Given entries:
* * *

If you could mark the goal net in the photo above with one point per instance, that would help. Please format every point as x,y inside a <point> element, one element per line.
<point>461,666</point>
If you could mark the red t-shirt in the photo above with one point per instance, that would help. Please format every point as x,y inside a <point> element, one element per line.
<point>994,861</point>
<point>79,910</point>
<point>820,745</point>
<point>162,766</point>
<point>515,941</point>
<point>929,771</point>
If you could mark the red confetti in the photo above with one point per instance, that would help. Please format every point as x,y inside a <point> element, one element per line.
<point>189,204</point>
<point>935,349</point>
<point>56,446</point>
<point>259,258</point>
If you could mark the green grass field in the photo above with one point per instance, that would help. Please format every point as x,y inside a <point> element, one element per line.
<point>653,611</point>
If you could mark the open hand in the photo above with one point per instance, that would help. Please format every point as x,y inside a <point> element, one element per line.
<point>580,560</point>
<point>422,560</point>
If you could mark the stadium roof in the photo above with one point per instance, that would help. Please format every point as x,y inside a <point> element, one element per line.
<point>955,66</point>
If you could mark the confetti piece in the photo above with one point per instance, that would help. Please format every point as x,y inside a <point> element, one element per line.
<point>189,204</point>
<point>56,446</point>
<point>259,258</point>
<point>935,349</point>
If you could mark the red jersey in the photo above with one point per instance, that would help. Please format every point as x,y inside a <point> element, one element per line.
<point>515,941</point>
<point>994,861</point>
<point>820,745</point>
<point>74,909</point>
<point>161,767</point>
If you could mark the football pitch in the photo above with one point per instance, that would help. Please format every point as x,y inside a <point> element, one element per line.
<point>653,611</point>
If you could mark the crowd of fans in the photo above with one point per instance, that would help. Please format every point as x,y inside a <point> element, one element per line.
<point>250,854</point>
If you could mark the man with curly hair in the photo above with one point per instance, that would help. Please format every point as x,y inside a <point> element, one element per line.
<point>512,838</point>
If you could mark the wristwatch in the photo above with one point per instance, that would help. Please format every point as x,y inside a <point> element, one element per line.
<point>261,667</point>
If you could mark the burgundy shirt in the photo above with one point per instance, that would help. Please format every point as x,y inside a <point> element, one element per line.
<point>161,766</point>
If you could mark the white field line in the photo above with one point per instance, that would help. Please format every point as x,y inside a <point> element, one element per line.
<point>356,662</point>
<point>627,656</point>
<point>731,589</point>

* * *

Problem requirements: Output the lines from the line containing "If you could mark the football" to the end, both included; add nothing.

Solution to this problem:
If you could mark the football pitch in the photo above with one point per instance, that would help. Please format every point as x,y inside a <point> element, one element per line.
<point>653,611</point>
If you could mark the crowd of fans in the photo above with one point per instance, that would help. Please format every point as x,y inside a <point> element, one element per line.
<point>250,854</point>
If you could mark the man with curly hair in the photo above with one point per instance, that would help. Please format every point as x,y inside a <point> element, one element per line.
<point>512,838</point>
If you could mark the wristwatch in the photo above with one point per instance, that would help. Please format every point as x,y inside a <point> element, one element per line.
<point>261,667</point>
If you could mark the burgundy shirt in the photo above with one point per instance, that would help. Please format every point as x,y inside a <point> element, one element per line.
<point>161,766</point>
If you could mark the white field line in the photo above with one point per instance, that would help. Please format every point as x,y inside a <point> element, one element per line.
<point>356,662</point>
<point>627,656</point>
<point>731,589</point>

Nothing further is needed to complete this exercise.